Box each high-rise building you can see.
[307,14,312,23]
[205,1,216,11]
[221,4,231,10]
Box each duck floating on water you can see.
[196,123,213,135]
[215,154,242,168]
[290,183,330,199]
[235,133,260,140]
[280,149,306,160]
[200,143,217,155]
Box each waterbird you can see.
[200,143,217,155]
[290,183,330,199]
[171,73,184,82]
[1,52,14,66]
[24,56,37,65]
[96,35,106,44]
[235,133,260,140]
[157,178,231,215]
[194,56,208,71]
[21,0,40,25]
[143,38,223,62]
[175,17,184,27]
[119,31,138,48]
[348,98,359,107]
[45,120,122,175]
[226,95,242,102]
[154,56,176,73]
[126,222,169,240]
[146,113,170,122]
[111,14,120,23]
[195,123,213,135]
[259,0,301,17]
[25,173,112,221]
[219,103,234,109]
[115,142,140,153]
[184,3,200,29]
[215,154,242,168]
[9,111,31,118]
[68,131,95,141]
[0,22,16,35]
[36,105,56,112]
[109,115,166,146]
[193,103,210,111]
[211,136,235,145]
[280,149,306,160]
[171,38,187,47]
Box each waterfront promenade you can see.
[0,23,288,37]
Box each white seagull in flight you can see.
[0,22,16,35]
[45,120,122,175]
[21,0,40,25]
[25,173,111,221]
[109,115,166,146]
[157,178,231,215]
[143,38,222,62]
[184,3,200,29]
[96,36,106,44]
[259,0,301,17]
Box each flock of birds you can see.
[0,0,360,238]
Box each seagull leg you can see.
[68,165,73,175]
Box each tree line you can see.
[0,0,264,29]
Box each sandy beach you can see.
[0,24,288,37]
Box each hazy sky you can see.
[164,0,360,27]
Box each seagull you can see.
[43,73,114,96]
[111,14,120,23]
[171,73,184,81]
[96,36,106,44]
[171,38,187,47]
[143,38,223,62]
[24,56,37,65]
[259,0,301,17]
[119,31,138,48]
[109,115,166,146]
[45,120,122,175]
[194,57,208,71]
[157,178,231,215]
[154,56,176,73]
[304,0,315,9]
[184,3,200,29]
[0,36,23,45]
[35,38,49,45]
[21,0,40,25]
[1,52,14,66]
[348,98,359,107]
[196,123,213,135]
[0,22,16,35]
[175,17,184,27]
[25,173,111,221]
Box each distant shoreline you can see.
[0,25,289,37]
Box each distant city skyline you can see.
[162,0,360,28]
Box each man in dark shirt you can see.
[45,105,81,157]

──────

● Goal
Please write out all of the items above word for word, with no changes.

● Complete response
Box each high-rise building you can see.
[307,14,312,23]
[205,1,216,11]
[221,4,231,10]
Box each duck floating on water you can see.
[196,123,213,135]
[215,154,242,168]
[290,183,330,199]
[235,133,260,140]
[280,149,306,160]
[200,143,217,155]
Box each waterbird you can see.
[200,143,217,155]
[290,183,330,199]
[171,73,184,82]
[1,52,14,66]
[24,56,37,65]
[96,35,106,44]
[235,133,260,140]
[157,178,231,215]
[194,56,208,71]
[21,0,40,25]
[143,38,223,62]
[175,17,184,27]
[119,31,138,48]
[348,98,359,107]
[45,120,122,175]
[226,95,242,102]
[154,56,176,73]
[126,222,169,240]
[146,113,170,122]
[111,14,120,23]
[195,123,213,135]
[259,0,301,17]
[25,173,112,221]
[219,103,234,109]
[115,142,140,153]
[184,3,200,29]
[215,154,242,168]
[9,111,31,118]
[68,131,95,141]
[0,22,16,35]
[36,105,56,112]
[109,115,166,146]
[193,103,210,111]
[211,136,235,145]
[280,149,306,160]
[171,38,187,47]
Box each waterfront promenade you can see.
[0,23,288,37]
Box each white seagull in flight you can see.
[0,22,16,35]
[45,120,122,175]
[21,0,40,25]
[25,173,111,221]
[109,115,166,146]
[157,178,231,215]
[143,38,222,62]
[184,3,200,29]
[96,36,106,44]
[259,0,301,17]
Box each flock of birds you can see.
[0,0,360,238]
Box each seagull leg you can see.
[68,165,73,175]
Box each tree line you can see.
[0,0,264,29]
Box each sandy beach you can see.
[0,24,288,37]
Box each hazy sky you can see.
[164,0,360,27]
Box each seagull you can see.
[43,73,114,96]
[111,14,120,23]
[171,73,184,81]
[96,36,106,44]
[171,38,187,47]
[143,38,223,62]
[24,56,37,65]
[259,0,301,17]
[119,31,138,48]
[109,115,166,146]
[45,120,122,175]
[194,57,208,71]
[157,178,231,215]
[154,56,176,73]
[304,0,315,9]
[184,3,200,29]
[0,36,23,45]
[35,38,49,45]
[21,0,40,25]
[1,52,14,66]
[348,98,359,107]
[196,123,213,135]
[0,22,16,35]
[175,17,184,27]
[25,173,111,221]
Box each distant shoreline you can see.
[0,25,289,37]
Box each distant city skyline you can see.
[162,0,360,28]
Box each man in dark shirt you can see.
[45,105,81,157]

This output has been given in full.